### Extracted data
---+---
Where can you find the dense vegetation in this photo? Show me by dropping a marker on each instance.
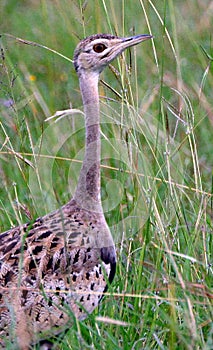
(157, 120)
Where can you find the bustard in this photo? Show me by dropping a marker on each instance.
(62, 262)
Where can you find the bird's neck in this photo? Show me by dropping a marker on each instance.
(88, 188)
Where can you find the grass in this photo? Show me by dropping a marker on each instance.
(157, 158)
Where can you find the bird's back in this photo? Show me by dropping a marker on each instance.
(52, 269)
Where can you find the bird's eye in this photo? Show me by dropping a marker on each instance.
---+---
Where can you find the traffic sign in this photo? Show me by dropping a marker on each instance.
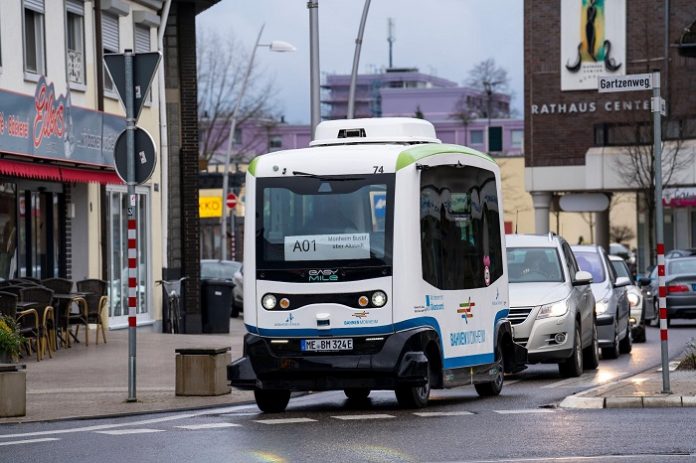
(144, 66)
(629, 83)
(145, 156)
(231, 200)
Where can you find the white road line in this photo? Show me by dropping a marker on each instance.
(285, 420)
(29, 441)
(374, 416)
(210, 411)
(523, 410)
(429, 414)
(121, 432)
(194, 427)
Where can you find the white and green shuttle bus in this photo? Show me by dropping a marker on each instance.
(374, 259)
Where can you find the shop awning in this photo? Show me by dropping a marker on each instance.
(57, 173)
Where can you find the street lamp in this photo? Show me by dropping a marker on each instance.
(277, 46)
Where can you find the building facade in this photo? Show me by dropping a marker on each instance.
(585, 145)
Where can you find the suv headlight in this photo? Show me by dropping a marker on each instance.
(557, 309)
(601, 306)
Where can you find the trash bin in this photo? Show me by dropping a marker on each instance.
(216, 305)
---+---
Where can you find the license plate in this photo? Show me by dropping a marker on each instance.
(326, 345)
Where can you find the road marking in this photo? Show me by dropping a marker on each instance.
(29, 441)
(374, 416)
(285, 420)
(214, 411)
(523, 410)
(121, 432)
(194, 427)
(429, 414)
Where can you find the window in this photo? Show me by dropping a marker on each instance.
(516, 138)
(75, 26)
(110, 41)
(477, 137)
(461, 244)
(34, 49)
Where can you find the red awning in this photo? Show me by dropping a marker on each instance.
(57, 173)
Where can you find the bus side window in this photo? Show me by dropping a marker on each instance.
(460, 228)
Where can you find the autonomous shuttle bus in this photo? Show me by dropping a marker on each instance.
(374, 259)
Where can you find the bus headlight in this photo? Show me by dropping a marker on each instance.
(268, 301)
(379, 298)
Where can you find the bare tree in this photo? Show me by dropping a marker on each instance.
---+---
Copy the material above word for word, from the line with "Where can you find the dense" up to and including the line with "Where can you find the bird's eye". Leave out the picture.

Where can you find the dense vegetation in this photo? Show me by dropping a marker on each instance.
(157, 120)
Where can you find the bustard in this photo? Show me by dropping a marker on each instance.
(62, 262)
Where can you find the bird's neck in this photo? Show me by dropping a marker on each instance.
(88, 188)
Where can you find the grass in this photo? Show me by dropping a marker on each instance.
(157, 158)
Where can you find the bird's back in this photo? Show me by dropping a marker on each instance.
(52, 269)
Where can you find the bird's eye in this photo? Show me by dropping a marker on each instance.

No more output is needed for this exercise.